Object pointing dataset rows
-=-=-=-=-
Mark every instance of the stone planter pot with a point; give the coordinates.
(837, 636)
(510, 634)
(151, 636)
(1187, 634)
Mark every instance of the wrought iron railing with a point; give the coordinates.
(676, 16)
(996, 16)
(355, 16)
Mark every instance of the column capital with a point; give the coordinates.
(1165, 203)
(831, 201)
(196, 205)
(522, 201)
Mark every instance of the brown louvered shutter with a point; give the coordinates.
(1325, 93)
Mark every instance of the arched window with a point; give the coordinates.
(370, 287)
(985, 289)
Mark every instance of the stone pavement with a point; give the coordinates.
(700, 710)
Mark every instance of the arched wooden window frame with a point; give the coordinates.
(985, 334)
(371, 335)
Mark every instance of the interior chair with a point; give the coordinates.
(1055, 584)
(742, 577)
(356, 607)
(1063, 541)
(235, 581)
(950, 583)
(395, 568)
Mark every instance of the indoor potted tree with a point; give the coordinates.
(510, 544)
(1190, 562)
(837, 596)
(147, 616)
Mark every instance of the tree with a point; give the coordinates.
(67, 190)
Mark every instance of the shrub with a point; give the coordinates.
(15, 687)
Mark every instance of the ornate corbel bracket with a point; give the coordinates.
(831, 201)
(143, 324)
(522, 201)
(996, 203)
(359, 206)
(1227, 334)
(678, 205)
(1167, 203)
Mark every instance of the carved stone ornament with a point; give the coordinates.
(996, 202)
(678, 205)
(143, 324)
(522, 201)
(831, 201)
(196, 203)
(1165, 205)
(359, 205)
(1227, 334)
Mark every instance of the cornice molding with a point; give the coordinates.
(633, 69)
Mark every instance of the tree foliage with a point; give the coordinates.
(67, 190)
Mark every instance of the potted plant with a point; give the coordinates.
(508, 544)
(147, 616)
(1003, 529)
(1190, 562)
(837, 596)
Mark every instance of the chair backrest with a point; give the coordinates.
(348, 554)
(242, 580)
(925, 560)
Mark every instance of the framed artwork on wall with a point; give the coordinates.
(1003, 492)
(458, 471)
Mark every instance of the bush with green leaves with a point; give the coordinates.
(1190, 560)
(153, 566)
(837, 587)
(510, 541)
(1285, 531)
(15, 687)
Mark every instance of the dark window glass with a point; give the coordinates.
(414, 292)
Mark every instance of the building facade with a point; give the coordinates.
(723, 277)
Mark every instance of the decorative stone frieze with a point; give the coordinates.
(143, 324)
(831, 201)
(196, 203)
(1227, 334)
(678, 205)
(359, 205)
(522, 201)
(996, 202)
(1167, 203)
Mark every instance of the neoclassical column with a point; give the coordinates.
-=-=-=-=-
→ **Requirements**
Copy verbatim every line of the records from the one containing "Mark every instance of the carved" through the final line, both ends included.

→ **Response to this task**
Mark every instance of the carved stone ornament with a point; give the coordinates.
(996, 202)
(678, 205)
(143, 324)
(522, 201)
(831, 201)
(196, 203)
(1165, 205)
(359, 205)
(1227, 334)
Mark every instance of the cornice molding with a point; give the coordinates.
(633, 69)
Mark every instance of the tree foliage with a point; give the coordinates.
(67, 190)
Mark every instance of the potted plant with a point; give the coordinates.
(508, 544)
(147, 616)
(1003, 529)
(1190, 562)
(837, 596)
Mark every instance of the chair backrest with a point; give the coordinates.
(348, 554)
(242, 580)
(925, 560)
Mark every instance of the framed artwork on wall with a point; give the coordinates.
(1003, 492)
(458, 471)
Mark every instance of the bush with green leaves with a point; give the coordinates.
(1190, 560)
(153, 566)
(837, 587)
(510, 541)
(1285, 531)
(15, 687)
Mark every instance of the dark window glass with a point; give the coordinates.
(414, 292)
Mark every instance of the building facade with a point; give the coordinates.
(723, 277)
Mark every instance of the decorative stone frieze with a point; give the coordinates.
(143, 324)
(831, 201)
(196, 203)
(1227, 334)
(678, 205)
(359, 205)
(522, 201)
(996, 202)
(1167, 203)
Mark every instance of the neoclassical column with a point; give the coordinates.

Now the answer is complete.